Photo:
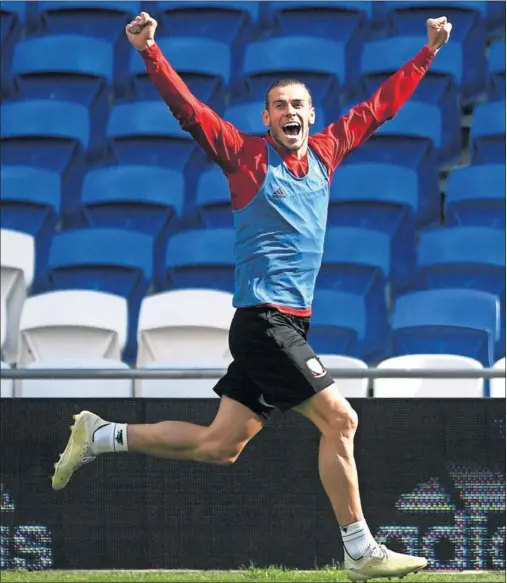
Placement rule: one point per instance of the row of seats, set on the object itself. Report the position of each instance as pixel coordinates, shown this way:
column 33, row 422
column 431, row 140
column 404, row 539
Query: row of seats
column 185, row 329
column 354, row 275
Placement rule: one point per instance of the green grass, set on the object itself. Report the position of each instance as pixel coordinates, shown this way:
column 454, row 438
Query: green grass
column 251, row 575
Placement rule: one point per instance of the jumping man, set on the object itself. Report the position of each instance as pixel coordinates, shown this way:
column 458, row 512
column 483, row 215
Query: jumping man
column 279, row 187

########

(Problem details): Find the line that contains "Query: row of seats" in the listing above. Retype it and every line after it up to the last, exactly, and nothing else.

(Answer to the exercise):
Query: row of seats
column 185, row 329
column 354, row 275
Placement rule: one point per instance of the green grass, set on the object itself. Report the position of each instance as pixel coordinates, shown this way:
column 454, row 438
Query: green grass
column 251, row 575
Placement rule: one point per instance of the jumping man, set on the object itself. Report the position of each instance as pixel coordinates, shown this way:
column 458, row 512
column 483, row 215
Query: jumping man
column 279, row 187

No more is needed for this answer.